### Entries provided
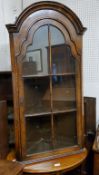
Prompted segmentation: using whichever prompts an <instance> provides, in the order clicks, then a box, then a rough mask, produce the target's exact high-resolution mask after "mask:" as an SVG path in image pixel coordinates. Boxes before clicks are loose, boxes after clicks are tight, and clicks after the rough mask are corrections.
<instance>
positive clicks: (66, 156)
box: [23, 149, 87, 174]
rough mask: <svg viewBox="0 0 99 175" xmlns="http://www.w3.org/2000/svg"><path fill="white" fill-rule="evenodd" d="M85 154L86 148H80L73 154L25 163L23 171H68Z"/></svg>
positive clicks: (78, 160) (82, 158)
mask: <svg viewBox="0 0 99 175" xmlns="http://www.w3.org/2000/svg"><path fill="white" fill-rule="evenodd" d="M86 156H87V150H86V149H82V150H80V151H78V152H75V154H72V155H68V156H63V157H59V158H56V159H55V158H54V159H53V160H48V161H44V162H40V163H36V164H31V165H26V166H25V167H24V170H23V171H24V172H25V173H26V172H28V173H34V174H38V173H57V172H68V171H70V170H72V169H74V168H76V167H78V166H79V165H80V164H81V163H82V162H83V160H84V159H85V158H86Z"/></svg>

### Work instructions
When you repeat the material, keep every word exact and drop the pictures.

### Completed task
Prompted segmentation: using whichever prompts an <instance> provides, in the order clicks, then a box, then a rough mask, produce the target's exact high-resolution mask after "mask:" as an SVG path in image pixel coordinates. Boxes before clicks are loose, boxes after clicks are tight, and clicks after the rough mask are corrections.
<instance>
positive clicks: (66, 156)
box: [23, 149, 87, 174]
rough mask: <svg viewBox="0 0 99 175" xmlns="http://www.w3.org/2000/svg"><path fill="white" fill-rule="evenodd" d="M85 154L86 148H80L73 154L25 163L23 171H68Z"/></svg>
positive clicks: (78, 160) (82, 158)
mask: <svg viewBox="0 0 99 175" xmlns="http://www.w3.org/2000/svg"><path fill="white" fill-rule="evenodd" d="M86 156H87V150H86V149H82V150H80V151H78V152H75V154H72V155H68V156H63V157H59V158H56V159H55V158H54V159H53V160H48V161H44V162H40V163H36V164H31V165H26V166H25V167H24V170H23V171H24V172H25V173H26V172H28V173H34V174H38V173H57V172H68V171H70V170H72V169H74V168H76V167H78V166H79V165H80V164H81V163H82V162H83V160H84V159H85V158H86Z"/></svg>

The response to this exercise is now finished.